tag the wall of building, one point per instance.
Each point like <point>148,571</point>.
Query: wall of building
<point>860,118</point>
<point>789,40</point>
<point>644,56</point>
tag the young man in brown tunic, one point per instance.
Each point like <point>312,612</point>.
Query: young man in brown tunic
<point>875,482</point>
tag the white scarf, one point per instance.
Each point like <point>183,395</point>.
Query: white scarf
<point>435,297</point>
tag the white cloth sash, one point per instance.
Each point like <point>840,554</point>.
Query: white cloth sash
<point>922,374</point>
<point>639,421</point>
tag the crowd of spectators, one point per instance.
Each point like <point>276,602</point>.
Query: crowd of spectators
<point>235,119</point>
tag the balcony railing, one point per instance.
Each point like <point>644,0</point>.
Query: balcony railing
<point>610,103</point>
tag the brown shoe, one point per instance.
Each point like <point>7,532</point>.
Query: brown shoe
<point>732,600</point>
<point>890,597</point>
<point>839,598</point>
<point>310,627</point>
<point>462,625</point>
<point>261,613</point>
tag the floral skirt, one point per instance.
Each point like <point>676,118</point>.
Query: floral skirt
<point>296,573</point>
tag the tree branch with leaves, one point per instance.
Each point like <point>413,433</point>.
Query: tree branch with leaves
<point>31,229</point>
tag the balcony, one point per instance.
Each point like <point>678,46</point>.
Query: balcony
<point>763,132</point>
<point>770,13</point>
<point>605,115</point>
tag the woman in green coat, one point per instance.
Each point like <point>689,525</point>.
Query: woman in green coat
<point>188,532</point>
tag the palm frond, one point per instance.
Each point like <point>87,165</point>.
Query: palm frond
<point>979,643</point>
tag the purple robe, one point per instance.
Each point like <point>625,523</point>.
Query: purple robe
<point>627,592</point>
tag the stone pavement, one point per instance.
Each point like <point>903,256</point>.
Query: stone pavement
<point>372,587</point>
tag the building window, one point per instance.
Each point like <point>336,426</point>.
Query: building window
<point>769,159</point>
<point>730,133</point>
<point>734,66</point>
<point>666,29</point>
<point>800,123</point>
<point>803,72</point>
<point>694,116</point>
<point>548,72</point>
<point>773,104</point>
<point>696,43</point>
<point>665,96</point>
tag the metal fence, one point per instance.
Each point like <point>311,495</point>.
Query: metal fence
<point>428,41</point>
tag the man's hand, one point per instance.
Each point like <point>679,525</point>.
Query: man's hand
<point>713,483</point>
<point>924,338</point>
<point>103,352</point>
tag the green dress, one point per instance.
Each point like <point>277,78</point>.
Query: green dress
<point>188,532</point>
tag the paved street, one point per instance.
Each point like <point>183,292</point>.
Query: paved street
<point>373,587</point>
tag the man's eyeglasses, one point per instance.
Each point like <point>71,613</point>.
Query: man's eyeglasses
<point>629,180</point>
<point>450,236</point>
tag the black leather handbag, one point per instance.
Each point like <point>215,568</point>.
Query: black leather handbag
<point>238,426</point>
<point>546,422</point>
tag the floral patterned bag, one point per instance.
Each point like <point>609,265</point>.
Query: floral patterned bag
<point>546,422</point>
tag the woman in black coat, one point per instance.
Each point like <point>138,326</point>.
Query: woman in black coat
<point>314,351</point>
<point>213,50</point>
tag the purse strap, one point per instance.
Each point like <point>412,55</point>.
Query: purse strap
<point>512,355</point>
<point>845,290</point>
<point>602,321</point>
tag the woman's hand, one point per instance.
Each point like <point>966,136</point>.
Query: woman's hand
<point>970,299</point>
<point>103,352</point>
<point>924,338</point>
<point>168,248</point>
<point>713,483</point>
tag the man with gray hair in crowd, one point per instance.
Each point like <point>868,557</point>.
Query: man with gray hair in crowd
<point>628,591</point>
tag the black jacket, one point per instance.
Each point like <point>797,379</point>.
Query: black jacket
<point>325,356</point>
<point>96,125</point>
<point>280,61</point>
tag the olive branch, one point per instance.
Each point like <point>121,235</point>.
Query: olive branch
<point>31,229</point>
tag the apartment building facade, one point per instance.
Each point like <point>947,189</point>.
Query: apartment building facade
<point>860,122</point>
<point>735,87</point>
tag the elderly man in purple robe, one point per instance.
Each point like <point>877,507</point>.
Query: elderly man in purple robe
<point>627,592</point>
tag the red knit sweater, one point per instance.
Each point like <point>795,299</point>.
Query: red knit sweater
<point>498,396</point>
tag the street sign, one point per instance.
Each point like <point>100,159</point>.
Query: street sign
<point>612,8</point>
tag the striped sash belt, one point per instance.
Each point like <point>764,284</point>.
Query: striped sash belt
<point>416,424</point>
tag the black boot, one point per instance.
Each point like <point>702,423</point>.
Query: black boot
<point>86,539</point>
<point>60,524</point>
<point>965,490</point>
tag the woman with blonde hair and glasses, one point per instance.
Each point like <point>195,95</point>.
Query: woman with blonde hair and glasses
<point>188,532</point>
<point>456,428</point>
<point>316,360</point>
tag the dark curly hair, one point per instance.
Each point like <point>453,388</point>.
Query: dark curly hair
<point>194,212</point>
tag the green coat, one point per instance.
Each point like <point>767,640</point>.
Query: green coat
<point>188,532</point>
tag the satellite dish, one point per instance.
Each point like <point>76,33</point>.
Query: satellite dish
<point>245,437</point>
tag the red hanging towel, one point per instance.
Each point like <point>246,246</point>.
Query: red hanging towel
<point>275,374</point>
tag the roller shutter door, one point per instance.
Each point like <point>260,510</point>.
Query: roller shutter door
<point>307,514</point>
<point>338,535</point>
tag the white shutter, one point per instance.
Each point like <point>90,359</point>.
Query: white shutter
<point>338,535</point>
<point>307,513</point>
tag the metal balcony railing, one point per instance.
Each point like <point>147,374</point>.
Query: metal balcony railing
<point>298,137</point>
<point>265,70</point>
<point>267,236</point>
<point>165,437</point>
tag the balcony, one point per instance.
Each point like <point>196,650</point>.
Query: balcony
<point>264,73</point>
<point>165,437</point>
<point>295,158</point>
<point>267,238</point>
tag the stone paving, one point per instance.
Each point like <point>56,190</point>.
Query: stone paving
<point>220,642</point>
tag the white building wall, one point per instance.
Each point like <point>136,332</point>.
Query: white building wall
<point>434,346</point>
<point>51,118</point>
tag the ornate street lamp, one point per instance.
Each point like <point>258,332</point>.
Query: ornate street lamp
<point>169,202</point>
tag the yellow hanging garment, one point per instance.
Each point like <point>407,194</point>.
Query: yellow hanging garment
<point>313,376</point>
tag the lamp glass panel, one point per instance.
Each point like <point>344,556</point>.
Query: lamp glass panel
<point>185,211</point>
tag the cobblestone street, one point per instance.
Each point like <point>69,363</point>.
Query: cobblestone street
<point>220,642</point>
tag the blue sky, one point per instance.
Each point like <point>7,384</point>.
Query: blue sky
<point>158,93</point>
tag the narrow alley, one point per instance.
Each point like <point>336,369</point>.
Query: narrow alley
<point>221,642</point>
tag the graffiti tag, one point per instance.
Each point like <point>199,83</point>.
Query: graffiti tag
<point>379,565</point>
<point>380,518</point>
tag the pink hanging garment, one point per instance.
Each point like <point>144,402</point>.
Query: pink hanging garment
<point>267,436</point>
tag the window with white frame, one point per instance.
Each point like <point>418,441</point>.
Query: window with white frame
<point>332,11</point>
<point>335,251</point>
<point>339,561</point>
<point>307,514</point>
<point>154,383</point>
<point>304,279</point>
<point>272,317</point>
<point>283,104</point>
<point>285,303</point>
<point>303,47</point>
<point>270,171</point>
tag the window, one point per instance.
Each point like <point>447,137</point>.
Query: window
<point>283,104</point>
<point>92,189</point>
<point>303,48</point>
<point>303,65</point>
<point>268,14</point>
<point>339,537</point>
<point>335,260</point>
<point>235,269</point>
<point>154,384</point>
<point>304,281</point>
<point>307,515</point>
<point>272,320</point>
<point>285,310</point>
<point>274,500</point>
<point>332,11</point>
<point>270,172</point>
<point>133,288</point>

▸ **BRIEF**:
Return the material from the line containing "tag the purse strap, one point per instance." through the line containing "<point>628,591</point>", unchanged, with both of those lines included.

▸ **SOLUTION TO THIS PROBLEM**:
tag the purse strap, one point per instance.
Each point like <point>412,55</point>.
Query: purse strap
<point>512,355</point>
<point>845,290</point>
<point>602,321</point>
tag the woman's hand, one point per instance.
Each point like <point>966,136</point>.
Query: woman's hand
<point>970,299</point>
<point>103,352</point>
<point>924,338</point>
<point>168,248</point>
<point>713,483</point>
tag the man with gray hair in crowd, one point per instance.
Each point like <point>868,557</point>.
Query: man with gray hair in crowd
<point>628,591</point>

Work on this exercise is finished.